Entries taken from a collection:
--
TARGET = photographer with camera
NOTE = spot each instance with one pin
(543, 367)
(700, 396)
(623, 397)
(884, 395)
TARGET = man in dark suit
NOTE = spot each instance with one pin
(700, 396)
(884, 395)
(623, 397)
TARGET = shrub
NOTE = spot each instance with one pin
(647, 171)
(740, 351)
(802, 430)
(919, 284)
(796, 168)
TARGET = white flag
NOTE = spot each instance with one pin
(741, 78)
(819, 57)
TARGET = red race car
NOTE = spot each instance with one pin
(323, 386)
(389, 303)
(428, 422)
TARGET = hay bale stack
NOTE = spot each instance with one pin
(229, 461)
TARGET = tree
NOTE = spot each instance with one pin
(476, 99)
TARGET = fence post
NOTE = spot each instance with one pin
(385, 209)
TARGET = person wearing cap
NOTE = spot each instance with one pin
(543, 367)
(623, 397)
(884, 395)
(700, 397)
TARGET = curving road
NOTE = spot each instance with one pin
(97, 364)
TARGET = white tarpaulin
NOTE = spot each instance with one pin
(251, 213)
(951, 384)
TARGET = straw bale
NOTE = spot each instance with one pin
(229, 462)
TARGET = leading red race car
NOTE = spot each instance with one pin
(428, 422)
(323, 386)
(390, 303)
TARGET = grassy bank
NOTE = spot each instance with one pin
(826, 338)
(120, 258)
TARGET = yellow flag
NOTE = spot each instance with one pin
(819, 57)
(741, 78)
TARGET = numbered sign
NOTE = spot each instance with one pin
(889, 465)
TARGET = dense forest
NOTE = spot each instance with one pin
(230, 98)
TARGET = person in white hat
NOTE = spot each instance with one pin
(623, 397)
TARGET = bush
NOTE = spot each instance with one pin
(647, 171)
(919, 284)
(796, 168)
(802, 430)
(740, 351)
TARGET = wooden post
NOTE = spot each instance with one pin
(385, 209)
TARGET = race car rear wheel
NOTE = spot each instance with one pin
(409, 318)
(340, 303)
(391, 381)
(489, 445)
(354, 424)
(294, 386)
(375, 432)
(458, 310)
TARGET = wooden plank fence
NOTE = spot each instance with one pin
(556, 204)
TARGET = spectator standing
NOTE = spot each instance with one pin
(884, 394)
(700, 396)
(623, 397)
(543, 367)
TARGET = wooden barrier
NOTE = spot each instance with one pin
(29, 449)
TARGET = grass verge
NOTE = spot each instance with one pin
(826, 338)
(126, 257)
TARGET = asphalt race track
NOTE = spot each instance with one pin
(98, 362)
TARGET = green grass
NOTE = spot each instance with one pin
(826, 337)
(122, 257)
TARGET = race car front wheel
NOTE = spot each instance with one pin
--
Your instructions: Copy the stretch from the line containing "TARGET = grass verge" through the end of the records, requests included, and increase every coordinate in the answers by 5.

Output for this exercise:
TARGET = grass verge
NOTE = spot each instance with one pin
(831, 343)
(131, 262)
TARGET = asphalt race track
NOTE = spot each instance with one pin
(103, 367)
TARGET = green grass
NOTE = spot each instance with one pin
(831, 342)
(127, 262)
TARGET = race car front wheel
NOTE = spot each instance with one pin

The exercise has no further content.